§ **Stated task**
Turn every line of the records below into a numbered list, leaving out any blank lines.

[Entries from a pointing dataset]
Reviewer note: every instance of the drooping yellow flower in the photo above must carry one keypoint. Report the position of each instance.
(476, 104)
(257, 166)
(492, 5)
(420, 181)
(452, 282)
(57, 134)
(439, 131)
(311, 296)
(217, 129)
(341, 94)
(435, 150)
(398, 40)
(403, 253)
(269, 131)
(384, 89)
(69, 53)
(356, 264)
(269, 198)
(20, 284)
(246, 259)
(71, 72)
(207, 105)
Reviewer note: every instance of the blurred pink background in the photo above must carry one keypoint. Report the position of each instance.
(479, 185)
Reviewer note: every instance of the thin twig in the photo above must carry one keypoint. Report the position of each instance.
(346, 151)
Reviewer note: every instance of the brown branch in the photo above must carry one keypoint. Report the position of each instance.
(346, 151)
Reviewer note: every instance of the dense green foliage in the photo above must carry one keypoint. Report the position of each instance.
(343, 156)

§ **Completed exercise**
1. Reviewer note: every instance of the drooping yellow flower in the photo above must carry one keypoint. Report the position of each instance.
2. (476, 104)
3. (257, 166)
4. (492, 5)
5. (420, 181)
6. (452, 282)
7. (57, 134)
8. (439, 131)
9. (311, 296)
10. (217, 129)
11. (341, 94)
12. (435, 150)
13. (398, 40)
14. (403, 253)
15. (269, 131)
16. (384, 89)
17. (69, 53)
18. (356, 264)
19. (269, 198)
20. (20, 284)
21. (246, 259)
22. (71, 72)
23. (207, 105)
24. Reviewer note: every instance of the blurred pink background in the photo above must carry one keypoint. Report the position of each instance.
25. (479, 185)
26. Reviewer note: every instance of the thin twig in the photo above must carry one keypoint. Report the position of each instance.
27. (346, 151)
28. Reviewer note: every instance of the brown branch in the photo above must carry one keypoint. Report the position of each instance.
29. (346, 151)
30. Reviewer note: every instance of the dense green foliage in the photo above must carry one keypoint. Report the position of each instance.
31. (343, 156)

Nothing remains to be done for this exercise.